**Records taken from a collection:**
## START

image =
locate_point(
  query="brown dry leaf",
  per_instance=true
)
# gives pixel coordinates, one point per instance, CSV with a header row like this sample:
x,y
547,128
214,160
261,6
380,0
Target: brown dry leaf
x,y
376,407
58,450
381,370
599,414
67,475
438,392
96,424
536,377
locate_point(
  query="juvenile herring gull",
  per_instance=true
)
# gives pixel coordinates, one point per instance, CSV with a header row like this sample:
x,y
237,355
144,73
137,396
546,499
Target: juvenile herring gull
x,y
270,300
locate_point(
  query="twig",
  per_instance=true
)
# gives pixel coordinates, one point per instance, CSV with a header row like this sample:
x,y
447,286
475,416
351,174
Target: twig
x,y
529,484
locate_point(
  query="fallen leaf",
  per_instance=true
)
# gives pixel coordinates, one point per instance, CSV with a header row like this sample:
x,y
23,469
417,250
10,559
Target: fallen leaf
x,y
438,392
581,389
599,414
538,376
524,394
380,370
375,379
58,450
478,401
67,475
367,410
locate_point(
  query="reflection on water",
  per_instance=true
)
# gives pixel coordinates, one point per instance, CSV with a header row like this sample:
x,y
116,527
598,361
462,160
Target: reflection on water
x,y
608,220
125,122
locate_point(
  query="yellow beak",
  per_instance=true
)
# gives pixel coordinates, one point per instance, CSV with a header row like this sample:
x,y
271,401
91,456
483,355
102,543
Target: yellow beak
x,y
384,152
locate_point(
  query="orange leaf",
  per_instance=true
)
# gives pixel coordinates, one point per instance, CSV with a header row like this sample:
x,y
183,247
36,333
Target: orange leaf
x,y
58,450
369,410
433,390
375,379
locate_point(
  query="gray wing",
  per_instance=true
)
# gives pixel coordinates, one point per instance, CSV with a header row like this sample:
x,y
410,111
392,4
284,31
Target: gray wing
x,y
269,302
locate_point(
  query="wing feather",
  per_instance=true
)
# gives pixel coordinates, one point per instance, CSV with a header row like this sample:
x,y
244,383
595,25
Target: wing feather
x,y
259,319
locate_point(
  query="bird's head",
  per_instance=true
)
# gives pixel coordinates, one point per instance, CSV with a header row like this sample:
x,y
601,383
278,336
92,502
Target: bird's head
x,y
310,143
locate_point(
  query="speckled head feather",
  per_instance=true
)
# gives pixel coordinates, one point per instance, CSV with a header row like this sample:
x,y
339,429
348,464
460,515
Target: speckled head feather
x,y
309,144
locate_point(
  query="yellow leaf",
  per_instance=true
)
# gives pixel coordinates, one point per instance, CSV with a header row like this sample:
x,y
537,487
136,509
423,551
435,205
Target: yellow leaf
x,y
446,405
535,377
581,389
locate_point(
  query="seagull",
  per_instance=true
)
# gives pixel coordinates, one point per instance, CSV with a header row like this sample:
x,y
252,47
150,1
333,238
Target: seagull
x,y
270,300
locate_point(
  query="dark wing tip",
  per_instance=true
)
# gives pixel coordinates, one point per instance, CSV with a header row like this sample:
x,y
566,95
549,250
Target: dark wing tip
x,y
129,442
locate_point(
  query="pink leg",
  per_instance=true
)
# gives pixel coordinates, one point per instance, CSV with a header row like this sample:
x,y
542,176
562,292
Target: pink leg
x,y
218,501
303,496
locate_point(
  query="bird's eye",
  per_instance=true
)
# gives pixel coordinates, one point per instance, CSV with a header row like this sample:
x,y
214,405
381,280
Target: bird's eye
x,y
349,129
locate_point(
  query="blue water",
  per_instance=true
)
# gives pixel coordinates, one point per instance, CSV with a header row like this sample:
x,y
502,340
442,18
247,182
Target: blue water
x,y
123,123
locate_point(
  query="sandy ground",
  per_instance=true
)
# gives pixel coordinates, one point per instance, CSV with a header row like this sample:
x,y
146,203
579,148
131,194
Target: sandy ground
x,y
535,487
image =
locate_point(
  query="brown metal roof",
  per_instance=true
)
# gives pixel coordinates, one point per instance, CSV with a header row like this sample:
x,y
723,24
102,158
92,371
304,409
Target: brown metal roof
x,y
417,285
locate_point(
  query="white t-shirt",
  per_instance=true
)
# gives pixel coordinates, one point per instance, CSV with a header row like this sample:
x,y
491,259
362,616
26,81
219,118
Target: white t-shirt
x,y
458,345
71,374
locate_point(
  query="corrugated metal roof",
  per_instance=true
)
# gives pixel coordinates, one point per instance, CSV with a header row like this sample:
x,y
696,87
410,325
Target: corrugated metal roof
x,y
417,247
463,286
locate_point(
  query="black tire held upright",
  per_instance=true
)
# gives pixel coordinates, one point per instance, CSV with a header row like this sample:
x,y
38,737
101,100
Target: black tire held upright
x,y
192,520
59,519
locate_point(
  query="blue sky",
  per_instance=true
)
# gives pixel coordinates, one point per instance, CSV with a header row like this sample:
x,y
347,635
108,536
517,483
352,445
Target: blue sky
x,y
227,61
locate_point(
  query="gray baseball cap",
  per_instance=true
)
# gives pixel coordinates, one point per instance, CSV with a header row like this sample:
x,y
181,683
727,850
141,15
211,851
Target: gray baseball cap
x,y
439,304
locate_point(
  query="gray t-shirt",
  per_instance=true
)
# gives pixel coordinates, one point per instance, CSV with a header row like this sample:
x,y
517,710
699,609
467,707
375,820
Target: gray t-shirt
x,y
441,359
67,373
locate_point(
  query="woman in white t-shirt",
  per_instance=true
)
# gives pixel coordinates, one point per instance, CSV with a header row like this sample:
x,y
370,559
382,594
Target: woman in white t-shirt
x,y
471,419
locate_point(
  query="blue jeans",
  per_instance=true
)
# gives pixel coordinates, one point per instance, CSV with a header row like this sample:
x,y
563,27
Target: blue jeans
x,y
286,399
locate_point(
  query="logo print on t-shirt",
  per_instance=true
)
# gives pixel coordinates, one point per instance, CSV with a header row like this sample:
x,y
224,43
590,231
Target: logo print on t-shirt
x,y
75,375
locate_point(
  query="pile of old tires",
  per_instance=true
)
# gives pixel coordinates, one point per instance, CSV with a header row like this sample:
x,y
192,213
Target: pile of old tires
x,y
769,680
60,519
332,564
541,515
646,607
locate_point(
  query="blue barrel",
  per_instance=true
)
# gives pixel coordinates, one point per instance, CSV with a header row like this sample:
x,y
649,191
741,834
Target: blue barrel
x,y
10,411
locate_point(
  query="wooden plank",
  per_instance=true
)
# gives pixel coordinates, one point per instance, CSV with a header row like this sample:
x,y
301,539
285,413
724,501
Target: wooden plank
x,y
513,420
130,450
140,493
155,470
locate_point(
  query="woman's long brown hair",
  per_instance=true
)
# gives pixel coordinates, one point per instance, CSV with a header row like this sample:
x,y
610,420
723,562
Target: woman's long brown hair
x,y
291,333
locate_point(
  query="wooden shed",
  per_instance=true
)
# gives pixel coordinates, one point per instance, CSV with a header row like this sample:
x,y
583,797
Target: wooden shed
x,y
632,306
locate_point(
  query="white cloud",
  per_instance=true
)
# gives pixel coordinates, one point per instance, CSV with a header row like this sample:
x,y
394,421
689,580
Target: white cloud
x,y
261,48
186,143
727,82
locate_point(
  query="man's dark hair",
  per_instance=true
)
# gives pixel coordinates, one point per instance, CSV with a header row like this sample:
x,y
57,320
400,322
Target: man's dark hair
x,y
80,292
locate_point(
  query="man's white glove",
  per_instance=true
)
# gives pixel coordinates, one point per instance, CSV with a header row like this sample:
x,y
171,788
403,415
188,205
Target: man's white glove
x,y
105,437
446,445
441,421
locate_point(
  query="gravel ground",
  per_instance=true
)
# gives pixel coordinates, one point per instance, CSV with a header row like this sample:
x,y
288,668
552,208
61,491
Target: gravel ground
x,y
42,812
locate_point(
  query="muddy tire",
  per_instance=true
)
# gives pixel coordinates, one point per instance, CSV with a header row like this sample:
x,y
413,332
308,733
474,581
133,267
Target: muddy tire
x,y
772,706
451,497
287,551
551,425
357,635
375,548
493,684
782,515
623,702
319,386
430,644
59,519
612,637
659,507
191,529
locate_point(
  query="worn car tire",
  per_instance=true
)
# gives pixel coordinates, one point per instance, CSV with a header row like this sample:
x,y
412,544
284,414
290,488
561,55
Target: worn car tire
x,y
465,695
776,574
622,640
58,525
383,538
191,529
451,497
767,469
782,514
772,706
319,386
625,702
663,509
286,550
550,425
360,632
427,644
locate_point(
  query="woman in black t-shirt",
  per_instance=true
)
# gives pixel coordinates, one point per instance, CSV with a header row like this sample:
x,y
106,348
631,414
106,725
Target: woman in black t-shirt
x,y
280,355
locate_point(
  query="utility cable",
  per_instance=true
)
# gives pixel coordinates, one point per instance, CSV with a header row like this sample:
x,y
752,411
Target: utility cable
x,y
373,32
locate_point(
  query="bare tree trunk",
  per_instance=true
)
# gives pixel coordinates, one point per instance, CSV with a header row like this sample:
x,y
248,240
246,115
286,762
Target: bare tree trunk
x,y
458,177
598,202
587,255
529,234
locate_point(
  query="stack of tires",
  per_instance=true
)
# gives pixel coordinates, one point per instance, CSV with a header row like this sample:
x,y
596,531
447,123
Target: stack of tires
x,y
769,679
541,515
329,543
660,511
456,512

## END

**SET PROBLEM:**
How many lines of the records above contain the string "woman"? Reply with the number only.

**FINISHED ANSWER:**
6